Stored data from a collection
──────

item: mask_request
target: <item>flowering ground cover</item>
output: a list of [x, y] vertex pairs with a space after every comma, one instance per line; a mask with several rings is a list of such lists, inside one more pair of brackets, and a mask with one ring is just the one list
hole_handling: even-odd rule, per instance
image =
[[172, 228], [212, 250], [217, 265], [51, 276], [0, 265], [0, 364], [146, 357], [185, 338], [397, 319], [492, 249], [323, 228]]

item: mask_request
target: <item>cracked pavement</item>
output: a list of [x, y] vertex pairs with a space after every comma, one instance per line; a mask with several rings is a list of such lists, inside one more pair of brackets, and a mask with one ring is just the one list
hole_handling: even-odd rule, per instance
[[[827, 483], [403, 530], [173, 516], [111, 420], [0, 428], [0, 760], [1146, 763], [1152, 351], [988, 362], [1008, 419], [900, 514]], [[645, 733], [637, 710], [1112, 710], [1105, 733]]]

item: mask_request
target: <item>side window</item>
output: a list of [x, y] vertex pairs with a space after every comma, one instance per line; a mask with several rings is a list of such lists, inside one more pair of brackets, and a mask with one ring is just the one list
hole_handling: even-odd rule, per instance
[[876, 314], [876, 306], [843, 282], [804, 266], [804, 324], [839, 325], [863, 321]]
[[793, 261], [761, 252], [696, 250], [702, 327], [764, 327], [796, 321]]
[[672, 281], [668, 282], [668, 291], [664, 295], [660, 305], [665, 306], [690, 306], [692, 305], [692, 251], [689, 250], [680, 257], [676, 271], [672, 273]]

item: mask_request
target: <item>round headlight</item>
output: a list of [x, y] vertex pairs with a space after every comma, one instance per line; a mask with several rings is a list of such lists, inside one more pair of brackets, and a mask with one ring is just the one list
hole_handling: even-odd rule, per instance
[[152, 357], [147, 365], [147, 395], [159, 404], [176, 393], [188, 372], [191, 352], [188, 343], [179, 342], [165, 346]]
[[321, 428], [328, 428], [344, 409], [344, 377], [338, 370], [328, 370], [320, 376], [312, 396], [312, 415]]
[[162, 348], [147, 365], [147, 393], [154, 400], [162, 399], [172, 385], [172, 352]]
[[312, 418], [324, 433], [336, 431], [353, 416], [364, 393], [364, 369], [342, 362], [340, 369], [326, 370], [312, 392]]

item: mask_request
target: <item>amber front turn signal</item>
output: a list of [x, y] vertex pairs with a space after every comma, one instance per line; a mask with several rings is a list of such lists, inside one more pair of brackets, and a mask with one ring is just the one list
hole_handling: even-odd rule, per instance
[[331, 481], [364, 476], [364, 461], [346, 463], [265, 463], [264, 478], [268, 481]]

──────

**DESCRIPTION OF THE TASK:** Copy all of the data above line for line, changing nothing.

**TASK OUTPUT:**
item: mask_request
target: <item>flowering ground cover</item>
output: a list of [x, y] vertex pairs with a space after every comma, one instance per line; a mask with several rings is a list of such lists, inside one more pair of brackets, and a mask with one ring is just the one list
hole_handling: even-odd rule, per instance
image =
[[172, 228], [212, 250], [217, 265], [51, 276], [0, 265], [0, 364], [146, 357], [185, 338], [397, 319], [492, 249], [323, 228]]

item: mask_request
target: <item>cracked pavement</item>
output: a list of [x, y] vertex pairs with a space after every comma, one instance per line; a mask with several rings is a list of such lists, inside one more pair of brackets, and a mask with one ring is just the one list
hole_handling: even-odd rule, per instance
[[[827, 483], [403, 530], [173, 516], [111, 420], [0, 428], [0, 760], [1146, 763], [1152, 351], [988, 362], [1008, 419], [900, 514]], [[645, 733], [637, 710], [1112, 710], [1105, 733]]]

item: mask_request
target: <item>side window</item>
output: a list of [x, y] vertex pairs with a space after every comma, one instance per line; a mask with several rings is a list of such lists, inside one more pair of brackets, and a mask with one ring is just the one list
hole_handling: even-odd rule, per instance
[[876, 314], [876, 306], [843, 282], [804, 266], [804, 324], [839, 325], [863, 321]]
[[793, 261], [761, 252], [696, 250], [702, 327], [764, 327], [796, 321]]
[[672, 281], [668, 282], [668, 291], [664, 295], [660, 305], [665, 306], [690, 306], [692, 305], [692, 251], [689, 250], [680, 257], [676, 271], [672, 273]]

item: mask_request
target: <item>round headlight</item>
output: a list of [x, y] vertex pairs with a space after every comma, one instance per line; a mask with several rings is a list of such lists, inside one more pair of brackets, and a mask with one ring is just the one list
hole_handling: even-odd rule, per instance
[[152, 357], [147, 365], [147, 395], [159, 404], [176, 393], [188, 372], [191, 352], [188, 343], [179, 342], [165, 346]]
[[321, 428], [328, 428], [344, 409], [344, 377], [338, 370], [328, 370], [320, 376], [312, 396], [312, 415]]
[[162, 348], [147, 365], [147, 393], [154, 400], [162, 399], [172, 385], [172, 352]]
[[312, 418], [324, 433], [336, 431], [353, 416], [364, 393], [364, 369], [342, 362], [340, 369], [326, 370], [312, 392]]

item: mask_request
target: <item>amber front turn signal</item>
output: a list of [x, y] vertex pairs with a space after every comma, one instance per line; a mask with several rings is a list of such lists, inside one more pair of brackets, and a mask with one ring is just the one list
hole_handling: even-odd rule, per instance
[[331, 481], [364, 476], [364, 461], [346, 463], [265, 463], [264, 478], [268, 481]]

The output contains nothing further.